**What to work on:** Return the entries below word for word. No picture belongs in the copy.

**Excerpted data:**
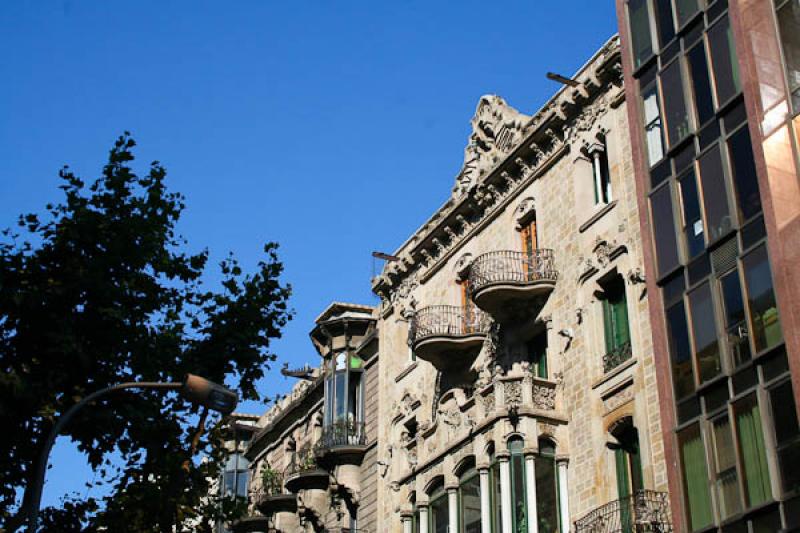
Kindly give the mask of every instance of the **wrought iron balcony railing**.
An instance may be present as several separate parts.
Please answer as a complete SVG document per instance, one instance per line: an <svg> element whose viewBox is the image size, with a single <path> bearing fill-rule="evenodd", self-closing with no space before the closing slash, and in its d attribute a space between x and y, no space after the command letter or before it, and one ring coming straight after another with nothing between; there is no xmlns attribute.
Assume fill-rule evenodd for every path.
<svg viewBox="0 0 800 533"><path fill-rule="evenodd" d="M329 450L338 446L365 446L367 432L364 422L342 420L322 428L322 436L316 444L318 450Z"/></svg>
<svg viewBox="0 0 800 533"><path fill-rule="evenodd" d="M671 533L667 493L640 490L575 521L575 533Z"/></svg>
<svg viewBox="0 0 800 533"><path fill-rule="evenodd" d="M253 496L265 497L284 494L286 490L283 487L283 481L283 472L271 468L265 469L261 472L261 489L254 492Z"/></svg>
<svg viewBox="0 0 800 533"><path fill-rule="evenodd" d="M469 270L473 292L493 283L525 284L557 279L553 250L546 248L531 253L512 250L487 252L473 259Z"/></svg>
<svg viewBox="0 0 800 533"><path fill-rule="evenodd" d="M489 331L489 315L476 307L454 305L432 305L414 314L411 320L411 342L417 343L428 337L464 337L485 334Z"/></svg>
<svg viewBox="0 0 800 533"><path fill-rule="evenodd" d="M603 372L611 372L633 355L630 341L623 343L603 356Z"/></svg>

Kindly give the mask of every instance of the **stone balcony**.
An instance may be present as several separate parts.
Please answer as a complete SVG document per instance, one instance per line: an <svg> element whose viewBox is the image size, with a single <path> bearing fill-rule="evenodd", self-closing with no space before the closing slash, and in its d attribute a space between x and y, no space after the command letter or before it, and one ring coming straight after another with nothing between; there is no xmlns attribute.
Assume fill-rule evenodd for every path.
<svg viewBox="0 0 800 533"><path fill-rule="evenodd" d="M367 449L364 422L342 420L323 427L314 449L320 463L327 467L360 463Z"/></svg>
<svg viewBox="0 0 800 533"><path fill-rule="evenodd" d="M329 474L317 462L315 449L305 447L297 450L286 469L286 490L298 493L301 490L326 490Z"/></svg>
<svg viewBox="0 0 800 533"><path fill-rule="evenodd" d="M575 533L669 533L672 522L665 492L640 490L602 505L575 521Z"/></svg>
<svg viewBox="0 0 800 533"><path fill-rule="evenodd" d="M261 490L250 494L250 501L255 508L264 516L294 513L297 510L297 498L284 487L283 474L269 470L263 477Z"/></svg>
<svg viewBox="0 0 800 533"><path fill-rule="evenodd" d="M553 250L548 249L487 252L473 259L469 270L472 301L499 321L538 313L556 280Z"/></svg>
<svg viewBox="0 0 800 533"><path fill-rule="evenodd" d="M417 357L448 370L475 359L490 324L480 309L433 305L414 313L409 335Z"/></svg>

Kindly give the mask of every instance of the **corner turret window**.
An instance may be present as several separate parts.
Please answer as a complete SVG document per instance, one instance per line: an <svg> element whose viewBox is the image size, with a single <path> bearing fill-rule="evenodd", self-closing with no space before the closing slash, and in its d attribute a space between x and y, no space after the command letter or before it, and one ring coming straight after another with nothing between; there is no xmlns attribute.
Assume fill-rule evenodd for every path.
<svg viewBox="0 0 800 533"><path fill-rule="evenodd" d="M364 361L345 351L325 360L325 427L341 444L355 444L364 435ZM330 430L335 430L331 433Z"/></svg>

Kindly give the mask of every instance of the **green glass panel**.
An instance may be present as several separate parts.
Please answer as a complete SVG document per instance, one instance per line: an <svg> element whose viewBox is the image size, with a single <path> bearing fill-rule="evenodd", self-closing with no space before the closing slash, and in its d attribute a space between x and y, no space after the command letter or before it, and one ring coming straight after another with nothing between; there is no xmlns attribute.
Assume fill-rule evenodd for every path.
<svg viewBox="0 0 800 533"><path fill-rule="evenodd" d="M714 519L708 490L708 470L703 439L698 426L690 426L678 434L681 455L684 498L692 531L704 528Z"/></svg>
<svg viewBox="0 0 800 533"><path fill-rule="evenodd" d="M755 396L739 402L735 410L747 502L750 506L759 505L770 499L771 490L761 414Z"/></svg>

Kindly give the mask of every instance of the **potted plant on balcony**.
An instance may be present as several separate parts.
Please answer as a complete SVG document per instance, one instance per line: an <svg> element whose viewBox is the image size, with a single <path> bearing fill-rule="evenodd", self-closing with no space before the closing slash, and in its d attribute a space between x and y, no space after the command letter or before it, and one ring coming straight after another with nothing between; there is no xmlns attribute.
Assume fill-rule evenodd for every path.
<svg viewBox="0 0 800 533"><path fill-rule="evenodd" d="M283 492L283 476L273 469L268 462L261 469L261 488L266 496L273 496Z"/></svg>

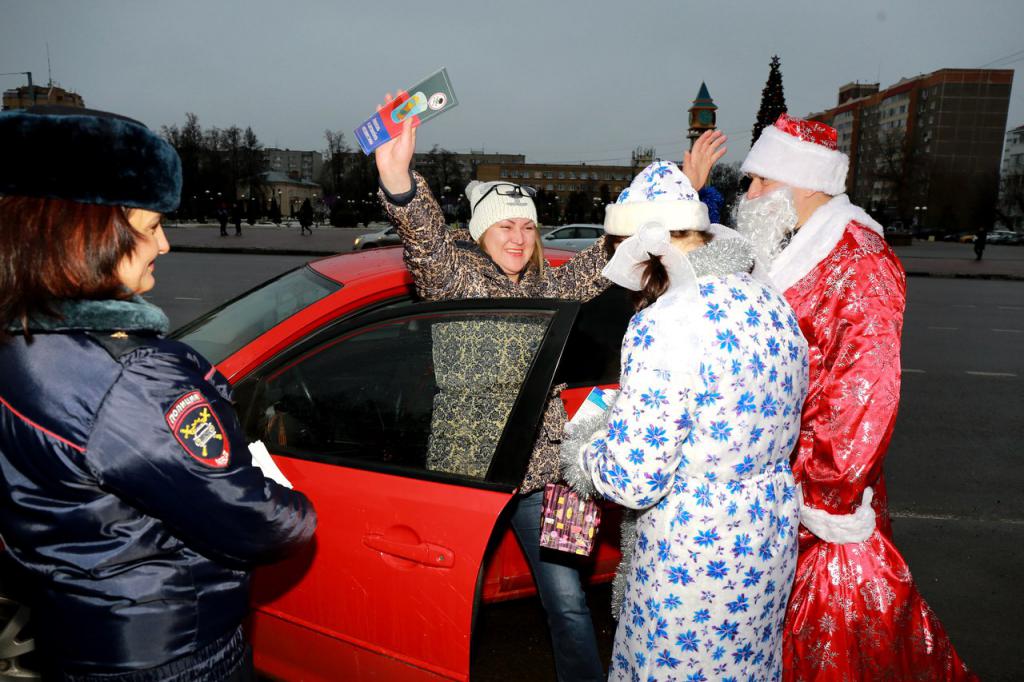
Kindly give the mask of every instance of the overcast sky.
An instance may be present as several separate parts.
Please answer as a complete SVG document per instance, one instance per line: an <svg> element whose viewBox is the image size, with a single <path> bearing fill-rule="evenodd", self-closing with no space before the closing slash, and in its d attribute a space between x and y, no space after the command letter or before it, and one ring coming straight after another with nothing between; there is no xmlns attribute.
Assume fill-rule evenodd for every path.
<svg viewBox="0 0 1024 682"><path fill-rule="evenodd" d="M844 83L940 68L1024 67L1022 0L0 0L0 72L32 71L87 106L152 128L252 126L267 146L325 147L386 90L441 66L459 106L420 148L621 163L638 145L678 159L706 81L731 137L750 144L773 54L790 113ZM0 76L0 88L24 83ZM1017 78L1008 127L1024 124Z"/></svg>

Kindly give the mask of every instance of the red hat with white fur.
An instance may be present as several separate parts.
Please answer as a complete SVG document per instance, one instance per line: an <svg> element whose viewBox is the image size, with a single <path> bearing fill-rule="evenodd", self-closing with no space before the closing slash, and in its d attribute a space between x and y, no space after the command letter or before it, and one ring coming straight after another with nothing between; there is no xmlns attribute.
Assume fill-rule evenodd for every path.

**Task answer:**
Kindly give the mask of every instance of the **wrought iron balcony railing**.
An instance may be present as several separate parts.
Please answer as a complete SVG document per instance, one instance per line: an <svg> element whose viewBox is the image size, with a single <path> bearing fill-rule="evenodd", self-closing with no space before the closing slash, and in its d attribute a space between x and y, no space after the command letter or before it, and one ring coming straight after another with nothing between; there is no xmlns attribute.
Assume fill-rule evenodd for every path.
<svg viewBox="0 0 800 533"><path fill-rule="evenodd" d="M329 450L338 446L365 446L367 432L364 422L342 420L322 428L322 436L316 444L318 450Z"/></svg>
<svg viewBox="0 0 800 533"><path fill-rule="evenodd" d="M671 533L667 493L640 490L575 521L575 533Z"/></svg>
<svg viewBox="0 0 800 533"><path fill-rule="evenodd" d="M253 496L265 497L284 494L286 490L283 487L283 481L283 472L271 468L265 469L261 472L261 489L254 492Z"/></svg>
<svg viewBox="0 0 800 533"><path fill-rule="evenodd" d="M469 270L473 292L493 283L525 284L557 279L553 250L546 248L531 253L512 250L487 252L473 259Z"/></svg>
<svg viewBox="0 0 800 533"><path fill-rule="evenodd" d="M489 331L489 315L476 307L454 305L432 305L414 314L411 320L411 342L417 343L428 337L464 337L485 334Z"/></svg>
<svg viewBox="0 0 800 533"><path fill-rule="evenodd" d="M603 372L611 372L633 355L630 341L623 343L603 356Z"/></svg>

Kindly give the mask of every instance of the **stone balcony**.
An instance may be present as several separate parts.
Please answer as a complete SVG document per instance, one instance per line: an <svg> element whose viewBox is the image size, with a single <path> bearing fill-rule="evenodd", self-closing with no space before the closing slash, and in its d attribute a space between x and y, no space after the command letter or before it, and one ring coming straight after another with nothing between; there is no xmlns attribute.
Assume fill-rule evenodd for every path.
<svg viewBox="0 0 800 533"><path fill-rule="evenodd" d="M367 449L364 422L342 420L323 427L314 449L320 463L327 467L360 463Z"/></svg>
<svg viewBox="0 0 800 533"><path fill-rule="evenodd" d="M329 474L317 462L315 449L305 447L297 450L286 469L286 490L298 493L301 490L326 490Z"/></svg>
<svg viewBox="0 0 800 533"><path fill-rule="evenodd" d="M575 533L669 533L672 522L665 492L640 490L602 505L575 521Z"/></svg>
<svg viewBox="0 0 800 533"><path fill-rule="evenodd" d="M261 490L250 494L250 501L255 508L264 516L294 513L297 510L297 498L284 487L283 474L269 470L263 477Z"/></svg>
<svg viewBox="0 0 800 533"><path fill-rule="evenodd" d="M553 250L548 249L487 252L473 259L469 270L472 301L499 321L538 313L556 280Z"/></svg>
<svg viewBox="0 0 800 533"><path fill-rule="evenodd" d="M417 357L448 370L475 359L490 324L480 309L433 305L414 313L409 335Z"/></svg>

Kindly give the mask of every instance of the **corner turret window**.
An instance may be present as several separate parts.
Please answer as a complete SVG document per instance, one instance per line: an <svg> element whose viewBox is the image size, with a single <path> bearing fill-rule="evenodd", self-closing with no space before the closing slash, and in its d attribute a space between x and y, no space after the command letter or before it, and one ring coming straight after another with nothing between; there is no xmlns attribute.
Assume fill-rule evenodd for every path.
<svg viewBox="0 0 800 533"><path fill-rule="evenodd" d="M364 361L345 351L325 360L325 427L341 444L355 444L364 435ZM330 430L335 430L331 433Z"/></svg>

Kindly give the mask of every instance of the **green glass panel**.
An instance may be present as several separate parts.
Please answer as a complete SVG document per instance, one instance per line: an <svg> element whose viewBox is the image size, with a single <path> bearing fill-rule="evenodd", self-closing with no space before the closing slash, and in its d attribute a space between x and y, no space after the command letter or before it, and one ring coming straight after another with nothing between; there is no xmlns attribute.
Assume fill-rule evenodd for every path.
<svg viewBox="0 0 800 533"><path fill-rule="evenodd" d="M714 519L708 490L708 470L703 439L698 426L690 426L678 434L681 455L684 498L692 531L704 528Z"/></svg>
<svg viewBox="0 0 800 533"><path fill-rule="evenodd" d="M755 396L739 402L735 410L747 502L750 506L759 505L770 499L771 490L761 414Z"/></svg>

Kindly give the mask of every instance of the **potted plant on balcony**.
An instance may be present as several separate parts.
Please answer as a complete SVG document per instance, one instance per line: an <svg> element whose viewBox is the image size, with a single <path> bearing fill-rule="evenodd", self-closing with no space before the closing slash, and in its d attribute a space between x and y, no space after the command letter or before it, and one ring coming straight after another with nothing between; there is no xmlns attribute.
Assume fill-rule evenodd for every path.
<svg viewBox="0 0 800 533"><path fill-rule="evenodd" d="M283 492L283 476L273 469L268 462L261 469L261 488L266 496L273 496Z"/></svg>

Kindly give the mask of every instance of the overcast sky.
An instance may be present as several separate parts.
Please answer as a complete SVG document per instance, one instance per line: an <svg> element whose viewBox is the image size, with a single <path> bearing fill-rule="evenodd", self-closing with no space before the closing slash, and in its d attribute a space between x and y, no space after the command letter or before it, and one ring coming straight after another with nothing between; there is no xmlns attribute.
Assume fill-rule evenodd for every path.
<svg viewBox="0 0 1024 682"><path fill-rule="evenodd" d="M844 83L940 68L1024 67L1022 0L0 0L0 72L32 71L87 106L152 128L252 126L267 146L325 147L386 90L441 66L459 106L420 148L621 163L638 145L678 159L706 81L731 137L750 144L773 54L790 113ZM0 76L0 88L24 83ZM1017 78L1008 127L1024 124Z"/></svg>

Kindly give the mask of every instance of the red hat with white fur.
An instance may be present as several separate parts.
Please answer as a complete SVG document per instance, one instance per line: an <svg> element whose viewBox is the image size, with a single <path> bearing fill-rule="evenodd", self-closing with no space before the closing slash, and in its d attribute a space between x and y, no space after the command letter or before it, and one ring coming straight after another with nothing between; there is no xmlns attribute.
Assume fill-rule evenodd for every path.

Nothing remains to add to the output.